Records supplied START

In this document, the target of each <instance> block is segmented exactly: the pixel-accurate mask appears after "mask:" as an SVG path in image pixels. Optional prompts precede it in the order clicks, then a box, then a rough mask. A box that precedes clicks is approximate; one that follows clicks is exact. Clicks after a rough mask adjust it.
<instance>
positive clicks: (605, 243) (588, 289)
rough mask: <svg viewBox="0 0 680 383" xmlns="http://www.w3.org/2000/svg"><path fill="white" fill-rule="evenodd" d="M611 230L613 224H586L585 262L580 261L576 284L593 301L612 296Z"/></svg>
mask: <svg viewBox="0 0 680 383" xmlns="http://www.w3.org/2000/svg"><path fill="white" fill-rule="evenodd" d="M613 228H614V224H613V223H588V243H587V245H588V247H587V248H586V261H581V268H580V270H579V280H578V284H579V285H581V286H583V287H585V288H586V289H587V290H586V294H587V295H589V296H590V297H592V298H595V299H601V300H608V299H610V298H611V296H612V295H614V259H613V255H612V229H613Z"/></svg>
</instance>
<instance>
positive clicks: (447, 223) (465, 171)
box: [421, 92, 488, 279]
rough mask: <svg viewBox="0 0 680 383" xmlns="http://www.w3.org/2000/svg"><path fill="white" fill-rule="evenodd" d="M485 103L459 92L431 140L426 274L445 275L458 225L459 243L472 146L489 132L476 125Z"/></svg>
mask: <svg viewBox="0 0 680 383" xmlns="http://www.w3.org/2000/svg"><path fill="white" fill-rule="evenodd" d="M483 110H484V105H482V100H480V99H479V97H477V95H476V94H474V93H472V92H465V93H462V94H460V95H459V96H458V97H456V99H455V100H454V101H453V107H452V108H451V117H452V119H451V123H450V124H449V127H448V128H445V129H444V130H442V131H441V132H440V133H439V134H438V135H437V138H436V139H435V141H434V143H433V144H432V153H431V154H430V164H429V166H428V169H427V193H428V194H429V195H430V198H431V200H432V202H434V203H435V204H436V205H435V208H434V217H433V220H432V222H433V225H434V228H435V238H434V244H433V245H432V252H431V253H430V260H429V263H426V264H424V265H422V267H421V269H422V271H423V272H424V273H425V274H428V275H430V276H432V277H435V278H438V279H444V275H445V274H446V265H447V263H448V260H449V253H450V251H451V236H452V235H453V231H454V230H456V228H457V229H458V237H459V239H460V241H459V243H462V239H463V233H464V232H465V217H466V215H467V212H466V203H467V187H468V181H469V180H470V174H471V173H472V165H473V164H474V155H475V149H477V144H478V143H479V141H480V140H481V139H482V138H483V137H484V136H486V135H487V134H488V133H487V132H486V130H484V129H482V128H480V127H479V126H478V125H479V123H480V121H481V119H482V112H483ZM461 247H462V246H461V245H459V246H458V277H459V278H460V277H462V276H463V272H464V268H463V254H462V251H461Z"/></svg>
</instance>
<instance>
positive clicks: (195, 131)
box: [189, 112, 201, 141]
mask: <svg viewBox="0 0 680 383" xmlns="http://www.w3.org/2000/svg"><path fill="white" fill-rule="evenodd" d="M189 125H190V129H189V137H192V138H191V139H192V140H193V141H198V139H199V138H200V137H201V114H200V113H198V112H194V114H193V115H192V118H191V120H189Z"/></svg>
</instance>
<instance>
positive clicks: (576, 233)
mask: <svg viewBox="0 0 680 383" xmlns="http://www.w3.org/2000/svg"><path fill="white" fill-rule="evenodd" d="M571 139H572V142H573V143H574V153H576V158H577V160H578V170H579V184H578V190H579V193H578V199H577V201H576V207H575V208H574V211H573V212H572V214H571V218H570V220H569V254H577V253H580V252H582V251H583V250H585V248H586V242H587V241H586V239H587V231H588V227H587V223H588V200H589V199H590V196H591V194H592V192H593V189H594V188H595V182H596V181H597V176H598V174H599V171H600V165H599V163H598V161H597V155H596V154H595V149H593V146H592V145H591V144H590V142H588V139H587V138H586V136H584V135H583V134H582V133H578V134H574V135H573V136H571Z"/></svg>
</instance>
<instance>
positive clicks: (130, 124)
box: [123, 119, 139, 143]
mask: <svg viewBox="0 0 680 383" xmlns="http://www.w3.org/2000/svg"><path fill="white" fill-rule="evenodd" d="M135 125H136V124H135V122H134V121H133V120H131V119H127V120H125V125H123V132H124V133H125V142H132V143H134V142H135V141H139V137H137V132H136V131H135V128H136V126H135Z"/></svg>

Records supplied END

# [Work instruction]
Your answer must be the complete listing, repeated exactly.

# [Answer space]
In this document, the target of each <instance> block is segmented exactly: the pixel-accurate mask appears after "mask:" as an SVG path in image pixels. Optional prompts precede it in the order clicks, then a box, then a rough mask. A box that precedes clicks is approximate; one that follows clicks is exact. Clicks after a rough mask adjust it.
<instance>
positive clicks: (605, 243) (588, 289)
rough mask: <svg viewBox="0 0 680 383" xmlns="http://www.w3.org/2000/svg"><path fill="white" fill-rule="evenodd" d="M611 230L613 224H586L585 262L580 261L576 284L593 301L612 296Z"/></svg>
mask: <svg viewBox="0 0 680 383" xmlns="http://www.w3.org/2000/svg"><path fill="white" fill-rule="evenodd" d="M613 228H614V224H613V223H588V243H587V245H588V247H587V248H586V261H581V268H580V270H579V280H578V284H579V285H581V286H583V287H585V288H586V289H587V290H586V294H587V295H589V296H590V297H592V298H595V299H601V300H608V299H610V298H611V296H612V295H614V259H613V255H612V229H613Z"/></svg>
</instance>
<instance>
positive clicks: (447, 223) (465, 171)
box: [421, 92, 488, 279]
rough mask: <svg viewBox="0 0 680 383" xmlns="http://www.w3.org/2000/svg"><path fill="white" fill-rule="evenodd" d="M485 103L459 92L431 140L426 274L445 275L458 225L459 243L472 146L489 132L476 125Z"/></svg>
mask: <svg viewBox="0 0 680 383" xmlns="http://www.w3.org/2000/svg"><path fill="white" fill-rule="evenodd" d="M483 110H484V105H482V100H480V99H479V97H477V95H476V94H474V93H472V92H465V93H462V94H460V95H459V96H458V97H456V99H455V100H454V101H453V107H452V108H451V117H452V119H451V123H450V124H449V127H448V128H445V129H444V130H442V131H441V132H440V133H439V134H438V135H437V138H436V139H435V141H434V143H433V144H432V153H431V154H430V164H429V166H428V169H427V193H428V194H429V195H430V198H431V200H432V202H434V203H435V204H436V205H435V208H434V217H433V220H432V222H433V225H434V228H435V238H434V244H433V245H432V252H431V253H430V260H429V263H426V264H424V265H422V267H421V269H422V271H423V272H424V273H425V274H428V275H430V276H432V277H435V278H438V279H444V275H445V274H446V265H447V263H448V260H449V253H450V251H451V236H452V235H453V231H454V230H456V228H457V229H458V237H459V239H460V241H459V243H462V239H463V233H464V232H465V217H466V215H467V212H466V203H467V187H468V181H469V180H470V174H471V173H472V165H473V164H474V155H475V149H477V144H478V143H479V141H480V140H481V139H482V138H483V137H484V136H486V135H487V134H488V133H487V132H486V130H484V129H482V128H480V127H479V126H478V125H479V123H480V121H481V119H482V112H483ZM461 247H462V246H461V245H459V246H458V277H459V278H460V277H462V276H463V272H464V268H463V254H462V251H461Z"/></svg>
</instance>
<instance>
positive clicks: (195, 131)
box: [189, 112, 201, 141]
mask: <svg viewBox="0 0 680 383" xmlns="http://www.w3.org/2000/svg"><path fill="white" fill-rule="evenodd" d="M189 125H190V129H189V137H192V138H191V139H192V140H193V141H198V139H199V138H200V137H201V114H200V113H198V112H194V114H193V115H192V118H191V120H189Z"/></svg>
</instance>
<instance>
positive clicks: (576, 233)
mask: <svg viewBox="0 0 680 383" xmlns="http://www.w3.org/2000/svg"><path fill="white" fill-rule="evenodd" d="M571 139H572V142H573V143H574V153H576V158H577V160H578V170H579V184H578V190H579V193H578V199H577V201H576V207H575V208H574V211H573V212H572V214H571V218H570V220H569V254H577V253H580V252H582V251H583V250H585V248H586V242H587V241H586V239H587V231H588V227H587V223H588V200H589V199H590V196H591V194H592V192H593V189H594V188H595V182H596V181H597V176H598V174H599V171H600V165H599V163H598V161H597V155H596V154H595V149H593V146H592V145H591V144H590V142H588V139H587V138H586V136H584V135H583V134H582V133H578V134H574V135H573V136H571Z"/></svg>
</instance>
<instance>
positive clicks: (130, 124)
box: [123, 119, 139, 143]
mask: <svg viewBox="0 0 680 383" xmlns="http://www.w3.org/2000/svg"><path fill="white" fill-rule="evenodd" d="M135 125H136V124H135V122H134V121H133V120H131V119H127V120H125V125H123V132H124V133H125V142H132V143H134V142H135V141H139V137H137V132H136V131H135V128H136V126H135Z"/></svg>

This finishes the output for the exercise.